> [Passage for review]

After applying spike-in scaling, internal-control regions should show NO signal change:

| Region type | Source | Expected behavior post-spike-in | |-------------|--------|----------------------------------| | ENCODE blacklist v2 | Amemiya 2019 | No change (artifact regions) | | Constitutive housekeeping promoters | Eisenberg 2013 list (HK genes); U6 snRNA promoter | Minor change only | | Custom hyper-ChIPable regions | Top-1% input signal | Stable signal at artifact regions | | Untouched chromosome (e.g., chrY in cell types without expression) | Genome | No signal change |

# Compute mean signal at blacklist regions per condition; should be stable
bedtools multicov -bams ctrl_1.bam ctrl_2.bam treat_1.bam treat_2.bam \
    -bed hg38-blacklist.v2.bed > blacklist_signal.tsv
# Apply scaling factors to per-sample counts; verify no shift across conditions

If internal controls shift after scaling, the normalization is broken. Common causes:

Scaling applied to peak counts instead of read counts
Spike-in reads not deduplicated before scaling
Spike-in genome not mapq-filtered (low-quality alignments inflated counts)
Spike-in saturated (>1M reads); titration not linear

Per-Tool Failure Modes

Scaling factor applied to peak counts instead of read counts

Trigger: Multiplying peak-by-sample count matrix entries by spike-in factor.

Mechanism: Peak counts already integrate over read counts; multiplying them double-corrects.

Symptom: Effect sizes 2-10× larger than expected biology; internal control regions also "shift" artifactually.

> [What to do]
1. Summarize the spike-in normalization passage in two sentences.
2. Copy out, word for word, the part of the spike-in normalization passage that opens with the words containing "# Compute mean" and closes with "alignments inflated counts)".

> [Recorded data]
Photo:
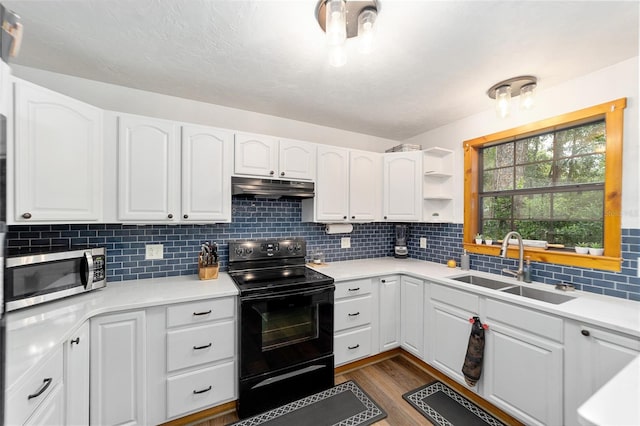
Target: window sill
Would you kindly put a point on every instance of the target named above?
(558, 257)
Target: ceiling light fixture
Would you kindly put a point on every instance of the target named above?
(523, 86)
(343, 19)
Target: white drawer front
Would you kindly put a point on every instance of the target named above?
(200, 311)
(199, 345)
(200, 389)
(353, 288)
(47, 375)
(352, 345)
(352, 313)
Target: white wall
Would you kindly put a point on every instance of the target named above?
(124, 99)
(614, 82)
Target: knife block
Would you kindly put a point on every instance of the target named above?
(209, 272)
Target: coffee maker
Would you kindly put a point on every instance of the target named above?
(400, 249)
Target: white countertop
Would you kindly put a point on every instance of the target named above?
(33, 332)
(617, 402)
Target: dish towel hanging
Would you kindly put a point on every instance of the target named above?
(472, 367)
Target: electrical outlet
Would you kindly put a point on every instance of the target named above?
(345, 242)
(154, 251)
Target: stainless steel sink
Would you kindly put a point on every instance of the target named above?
(544, 296)
(483, 282)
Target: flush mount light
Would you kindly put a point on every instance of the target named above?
(523, 86)
(343, 19)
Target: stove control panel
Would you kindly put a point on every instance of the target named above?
(267, 249)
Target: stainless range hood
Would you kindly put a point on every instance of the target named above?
(271, 188)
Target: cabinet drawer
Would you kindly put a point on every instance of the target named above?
(352, 345)
(526, 319)
(200, 311)
(353, 288)
(352, 313)
(22, 401)
(199, 345)
(200, 389)
(453, 297)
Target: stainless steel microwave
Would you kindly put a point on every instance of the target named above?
(33, 278)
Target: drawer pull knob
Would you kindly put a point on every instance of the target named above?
(202, 347)
(202, 391)
(45, 385)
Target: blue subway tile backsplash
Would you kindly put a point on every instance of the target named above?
(262, 218)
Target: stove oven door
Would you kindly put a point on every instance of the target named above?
(281, 330)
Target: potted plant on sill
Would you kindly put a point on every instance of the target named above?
(596, 249)
(582, 248)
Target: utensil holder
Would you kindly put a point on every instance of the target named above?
(208, 272)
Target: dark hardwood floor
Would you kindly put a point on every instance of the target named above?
(385, 382)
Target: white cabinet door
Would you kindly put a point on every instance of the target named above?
(592, 357)
(118, 369)
(365, 181)
(206, 174)
(58, 157)
(51, 411)
(402, 186)
(255, 155)
(332, 186)
(412, 315)
(76, 376)
(389, 313)
(522, 374)
(148, 170)
(297, 160)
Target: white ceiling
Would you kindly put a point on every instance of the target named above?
(433, 61)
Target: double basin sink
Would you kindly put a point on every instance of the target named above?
(531, 293)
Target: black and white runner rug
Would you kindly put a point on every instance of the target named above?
(443, 406)
(345, 404)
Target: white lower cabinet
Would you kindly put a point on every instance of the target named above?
(389, 312)
(447, 316)
(76, 376)
(412, 315)
(593, 356)
(353, 315)
(118, 369)
(522, 371)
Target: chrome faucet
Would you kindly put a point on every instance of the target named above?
(503, 253)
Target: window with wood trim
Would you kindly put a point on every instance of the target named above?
(558, 180)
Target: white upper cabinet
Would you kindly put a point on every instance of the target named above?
(365, 181)
(402, 186)
(58, 156)
(148, 169)
(332, 185)
(259, 155)
(206, 174)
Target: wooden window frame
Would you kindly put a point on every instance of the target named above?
(613, 114)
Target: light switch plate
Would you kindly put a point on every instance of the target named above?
(345, 242)
(154, 251)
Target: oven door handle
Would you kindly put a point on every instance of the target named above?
(289, 293)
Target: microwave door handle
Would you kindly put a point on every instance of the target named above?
(87, 276)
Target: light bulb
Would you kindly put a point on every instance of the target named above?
(503, 100)
(366, 19)
(336, 22)
(527, 96)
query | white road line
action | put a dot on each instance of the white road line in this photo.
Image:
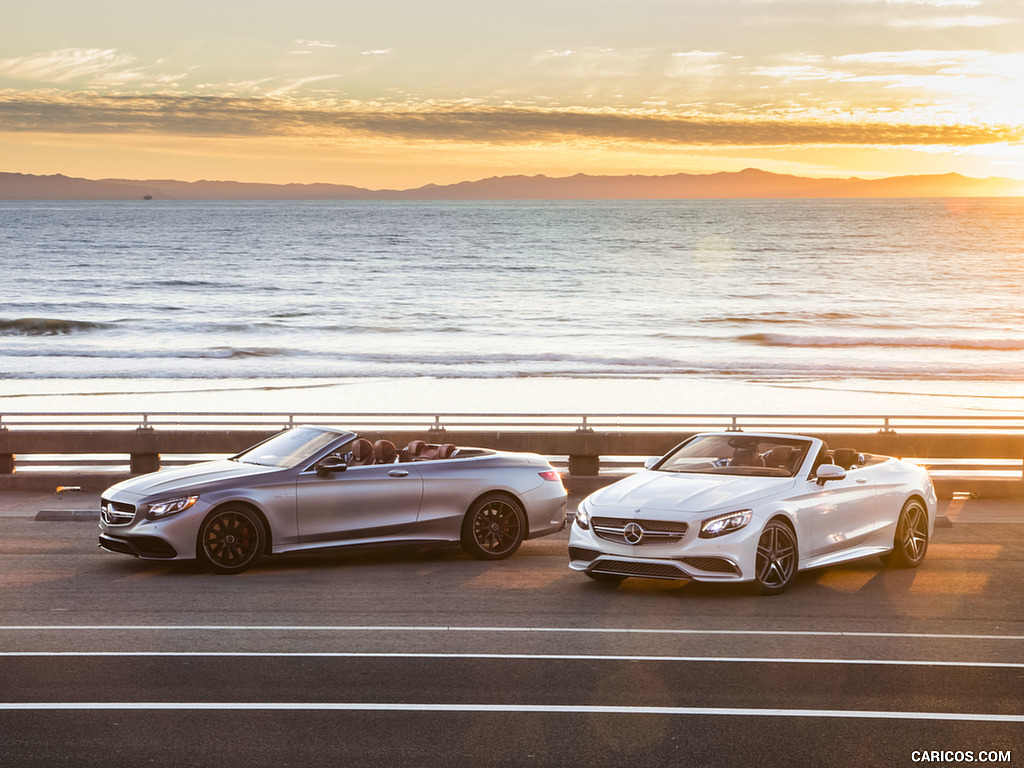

> [List of solutions]
1. After spike-in scaling, internal-control regions such as ENCODE blacklist regions, housekeeping promoters, hyper-ChIPable regions, and unexpressed chromosomes should show no signal change, and any shift in them means the normalization is broken. Common causes include applying the scaling factor to peak counts instead of read counts, which double-corrects and makes effect sizes 2-10× larger than expected, as well as spike-in reads that are not deduplicated, not mapq-filtered, or saturated.

2.
# Compute mean signal at blacklist regions per condition; should be stable
bedtools multicov -bams ctrl_1.bam ctrl_2.bam treat_1.bam treat_2.bam \
    -bed hg38-blacklist.v2.bed > blacklist_signal.tsv
# Apply scaling factors to per-sample counts; verify no shift across conditions

If internal controls shift after scaling, the normalization is broken. Common causes:

Scaling applied to peak counts instead of read counts
Spike-in reads not deduplicated before scaling
Spike-in genome not mapq-filtered (low-quality alignments inflated counts)